**Exercise aim:**
Write out every record again, exactly.

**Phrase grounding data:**
···
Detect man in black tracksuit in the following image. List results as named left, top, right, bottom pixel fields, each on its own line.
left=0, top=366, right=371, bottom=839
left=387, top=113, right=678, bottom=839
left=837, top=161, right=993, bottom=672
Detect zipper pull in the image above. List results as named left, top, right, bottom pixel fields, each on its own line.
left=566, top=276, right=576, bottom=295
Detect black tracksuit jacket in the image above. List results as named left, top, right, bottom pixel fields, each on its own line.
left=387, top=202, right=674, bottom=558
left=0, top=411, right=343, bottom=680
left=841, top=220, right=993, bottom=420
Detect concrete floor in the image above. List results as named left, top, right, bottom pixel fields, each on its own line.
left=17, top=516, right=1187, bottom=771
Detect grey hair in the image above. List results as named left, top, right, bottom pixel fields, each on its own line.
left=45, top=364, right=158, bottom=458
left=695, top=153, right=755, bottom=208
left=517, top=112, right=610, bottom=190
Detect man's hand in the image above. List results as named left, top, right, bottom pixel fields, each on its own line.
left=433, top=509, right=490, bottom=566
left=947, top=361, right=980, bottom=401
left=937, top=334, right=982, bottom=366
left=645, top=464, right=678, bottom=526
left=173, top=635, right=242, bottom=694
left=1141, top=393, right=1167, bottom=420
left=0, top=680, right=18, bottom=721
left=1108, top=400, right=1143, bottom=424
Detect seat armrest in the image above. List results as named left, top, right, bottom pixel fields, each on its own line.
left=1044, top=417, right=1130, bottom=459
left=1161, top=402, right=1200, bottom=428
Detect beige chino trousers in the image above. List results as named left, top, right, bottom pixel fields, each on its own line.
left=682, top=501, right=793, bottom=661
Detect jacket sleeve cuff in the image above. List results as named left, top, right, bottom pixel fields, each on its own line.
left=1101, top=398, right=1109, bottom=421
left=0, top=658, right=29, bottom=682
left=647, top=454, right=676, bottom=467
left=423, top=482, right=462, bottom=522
···
**Task solution:**
Detect man in black tracksuit in the following image. List results as named left, top, right, bottom pixel fields, each on its own line.
left=0, top=366, right=371, bottom=839
left=387, top=113, right=678, bottom=839
left=837, top=161, right=993, bottom=672
Detect zipper pull in the image above. List results as named left, top, right, bottom pixel fields, each on its own line.
left=566, top=276, right=576, bottom=295
Detect black tracksuit jacket in the image above. List results as named left, top, right, bottom pixel fields, each on its own line.
left=387, top=202, right=674, bottom=558
left=0, top=411, right=343, bottom=680
left=841, top=220, right=993, bottom=420
Detect concrete floor in the image above. List results as named left, top, right, bottom pixel fields, each on its own line.
left=17, top=516, right=1187, bottom=771
Detect grey hair in the image above. List results as named left, top, right, bottom pixel fields, each on its own line.
left=45, top=364, right=158, bottom=458
left=695, top=153, right=755, bottom=208
left=517, top=112, right=610, bottom=190
Detect man's hand in the image above. List results as named left, top, right, bottom pixel fields, each on its own line.
left=433, top=509, right=490, bottom=566
left=947, top=361, right=980, bottom=401
left=937, top=334, right=982, bottom=366
left=645, top=464, right=678, bottom=526
left=173, top=635, right=242, bottom=694
left=1141, top=393, right=1167, bottom=420
left=0, top=680, right=18, bottom=721
left=1108, top=400, right=1143, bottom=424
Detect seat armrest in the image above. List results as named left, top, right, bottom pixel fields, each on its own line.
left=1044, top=417, right=1130, bottom=459
left=1161, top=402, right=1200, bottom=428
Detect beige chino trousers in the image above. List results as named left, top, right, bottom pixel fields, each on its own line.
left=682, top=501, right=793, bottom=661
Detect jacket sleeve cuff in the image above. List results as named left, top, right, bottom pixel fields, each on its own line.
left=1101, top=398, right=1109, bottom=421
left=0, top=658, right=29, bottom=682
left=647, top=454, right=676, bottom=467
left=423, top=482, right=462, bottom=522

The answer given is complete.